▶ AIM OF THE TASK:
Copy each record exactly, word for word.

▶ DATA FOR REVIEW:
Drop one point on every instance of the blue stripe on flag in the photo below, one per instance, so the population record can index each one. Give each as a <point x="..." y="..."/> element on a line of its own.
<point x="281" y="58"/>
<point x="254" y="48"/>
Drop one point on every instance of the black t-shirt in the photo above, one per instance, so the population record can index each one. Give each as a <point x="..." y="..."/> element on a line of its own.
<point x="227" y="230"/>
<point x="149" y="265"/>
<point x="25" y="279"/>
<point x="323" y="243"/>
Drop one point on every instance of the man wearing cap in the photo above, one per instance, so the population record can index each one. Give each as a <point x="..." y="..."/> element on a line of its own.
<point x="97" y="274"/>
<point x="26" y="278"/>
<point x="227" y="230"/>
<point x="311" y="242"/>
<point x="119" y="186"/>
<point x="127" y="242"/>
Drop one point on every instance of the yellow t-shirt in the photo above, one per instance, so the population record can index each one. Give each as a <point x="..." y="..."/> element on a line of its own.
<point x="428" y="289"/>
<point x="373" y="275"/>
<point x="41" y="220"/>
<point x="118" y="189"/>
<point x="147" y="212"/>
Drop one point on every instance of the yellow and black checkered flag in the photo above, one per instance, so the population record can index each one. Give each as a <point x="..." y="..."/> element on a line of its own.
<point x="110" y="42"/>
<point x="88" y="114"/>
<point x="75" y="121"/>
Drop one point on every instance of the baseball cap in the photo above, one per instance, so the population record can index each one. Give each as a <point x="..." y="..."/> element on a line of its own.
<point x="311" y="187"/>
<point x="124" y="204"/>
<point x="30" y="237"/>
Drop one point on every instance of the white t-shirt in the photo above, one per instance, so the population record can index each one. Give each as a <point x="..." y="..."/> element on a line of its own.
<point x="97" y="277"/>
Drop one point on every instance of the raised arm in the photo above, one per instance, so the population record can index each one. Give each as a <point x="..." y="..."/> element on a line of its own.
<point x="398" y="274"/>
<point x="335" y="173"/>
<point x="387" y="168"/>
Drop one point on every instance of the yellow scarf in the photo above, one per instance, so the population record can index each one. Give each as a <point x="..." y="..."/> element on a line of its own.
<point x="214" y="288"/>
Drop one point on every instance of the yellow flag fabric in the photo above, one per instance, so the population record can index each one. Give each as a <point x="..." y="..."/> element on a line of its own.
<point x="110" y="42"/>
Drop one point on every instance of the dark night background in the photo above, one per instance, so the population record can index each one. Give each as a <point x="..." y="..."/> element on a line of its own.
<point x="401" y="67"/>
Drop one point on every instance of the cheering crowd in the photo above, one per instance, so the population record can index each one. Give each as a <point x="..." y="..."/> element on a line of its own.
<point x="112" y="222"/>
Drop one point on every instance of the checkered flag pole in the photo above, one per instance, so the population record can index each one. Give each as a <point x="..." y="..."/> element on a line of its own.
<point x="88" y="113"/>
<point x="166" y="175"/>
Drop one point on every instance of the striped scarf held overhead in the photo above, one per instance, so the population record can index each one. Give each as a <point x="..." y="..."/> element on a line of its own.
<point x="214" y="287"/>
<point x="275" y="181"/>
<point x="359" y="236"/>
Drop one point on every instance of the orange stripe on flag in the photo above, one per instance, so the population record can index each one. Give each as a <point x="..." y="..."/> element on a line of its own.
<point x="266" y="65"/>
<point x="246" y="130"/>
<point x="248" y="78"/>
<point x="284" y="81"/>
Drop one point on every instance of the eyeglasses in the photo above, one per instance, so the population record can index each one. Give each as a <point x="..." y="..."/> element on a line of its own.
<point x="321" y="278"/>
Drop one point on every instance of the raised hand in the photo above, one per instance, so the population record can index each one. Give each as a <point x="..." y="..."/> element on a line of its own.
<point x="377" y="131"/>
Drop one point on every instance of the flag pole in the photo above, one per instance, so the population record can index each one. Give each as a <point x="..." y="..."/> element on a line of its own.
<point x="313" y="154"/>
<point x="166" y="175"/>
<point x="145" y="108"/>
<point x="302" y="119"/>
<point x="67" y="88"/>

▶ RESULT OF THE TASK:
Drop one point on every instance of the blue stripe on flag in the photo below, one per instance, so the population record can index each one. Give each as a <point x="..." y="..."/> element on a line of its own.
<point x="281" y="58"/>
<point x="254" y="48"/>
Drop one point on every instance of the black t-shirt in the photo above, one per instance, so the population record can index each one. Give each as a <point x="..." y="..."/> element on a line of its own.
<point x="227" y="230"/>
<point x="149" y="265"/>
<point x="25" y="279"/>
<point x="323" y="243"/>
Drop one point on every instance of the man wearing cap in the photo above, one per instance, so the population record can index each one. Give each as a <point x="..." y="..."/> element on a line of its own.
<point x="97" y="274"/>
<point x="26" y="278"/>
<point x="227" y="230"/>
<point x="311" y="242"/>
<point x="119" y="186"/>
<point x="127" y="242"/>
Drop one point on every instance of the yellow t-shirt in the photo above, one per instance, so the population record can index each one. Give each as a <point x="..." y="..."/> element on a line of its own.
<point x="428" y="289"/>
<point x="373" y="275"/>
<point x="41" y="220"/>
<point x="118" y="189"/>
<point x="147" y="212"/>
Drop one point on every instance of the yellow and black checkered flag in the photo above, one per instance, so the population record can index each one. Give each as a <point x="..." y="..."/> element on a line of its own.
<point x="110" y="42"/>
<point x="88" y="114"/>
<point x="75" y="121"/>
Drop one point on every instance of the baseball cap in the photo above, one per instance, so the population record can index each one. Give each as a <point x="..." y="..."/> element on a line of its own.
<point x="311" y="187"/>
<point x="124" y="204"/>
<point x="30" y="237"/>
Drop one point on every instance of the white t-shirt in the photo above, one per instance, so the population record can index each one. Give each as a <point x="..." y="..."/> element on a line of its own.
<point x="97" y="277"/>
Drop one point on every instance of the raised arm in the photo above, one per instance, so the population record can index each one. Give each as a <point x="..." y="..."/> element on a line of its own.
<point x="398" y="274"/>
<point x="335" y="173"/>
<point x="387" y="168"/>
Drop one point on every instance of the yellow scarf in the photo above, one per instance, so the population record can index each one. Give each as a <point x="..." y="..."/> element on a line of its own.
<point x="214" y="288"/>
Drop one point on every instance of the yellow flag fabric in the photo above, one per instance, so the population record can index each one. Give each as a <point x="..." y="..."/> element on a line of its own.
<point x="110" y="42"/>
Drop one point on every instance of the dark night background in the photo above, one per instance, so the population record can index each one. Give each as a <point x="..." y="..."/> element on a line of its own.
<point x="401" y="67"/>
Drop one point on every instance of the cheering crowd in the photo above, one per instance, so the population record can index each one. Give each as a <point x="..." y="..."/> element on a line of its own.
<point x="112" y="222"/>
Drop one point on every instance of the checkered flag pole in the photo above, one per instance, so the population record can index each one. Give each as a <point x="..." y="..."/> element on a line of its own.
<point x="88" y="113"/>
<point x="166" y="175"/>
Drop one point on every instance of the striped scarf held overhead in the photo above, one per instance, so the population record can index each one. Give each as a <point x="..." y="..."/> element on a line of its own.
<point x="214" y="287"/>
<point x="275" y="181"/>
<point x="359" y="236"/>
Drop one point on every instance of the orange stripe on flag in the photo above, one per instance, so the population record can index each one. Give each as a <point x="..." y="..."/> element on a line of its own.
<point x="266" y="65"/>
<point x="246" y="130"/>
<point x="248" y="78"/>
<point x="284" y="81"/>
Drop one point on every instance of the eyeglasses in the photo above, one per instance, so the population record can index each one. Give each as a <point x="..." y="..."/> element on a line of its own.
<point x="321" y="278"/>
Drop one point on every instance of the raised hand in the photo above, one per instance, so the population record can index each one. Give each as a <point x="..." y="..."/> element on a line of its own.
<point x="377" y="131"/>
Drop one point on every instance of the flag pole in the photo above, one per instance, so the population record can index each one. Give each as a <point x="..." y="..."/> element on a line of its own.
<point x="313" y="154"/>
<point x="166" y="175"/>
<point x="145" y="108"/>
<point x="302" y="119"/>
<point x="67" y="88"/>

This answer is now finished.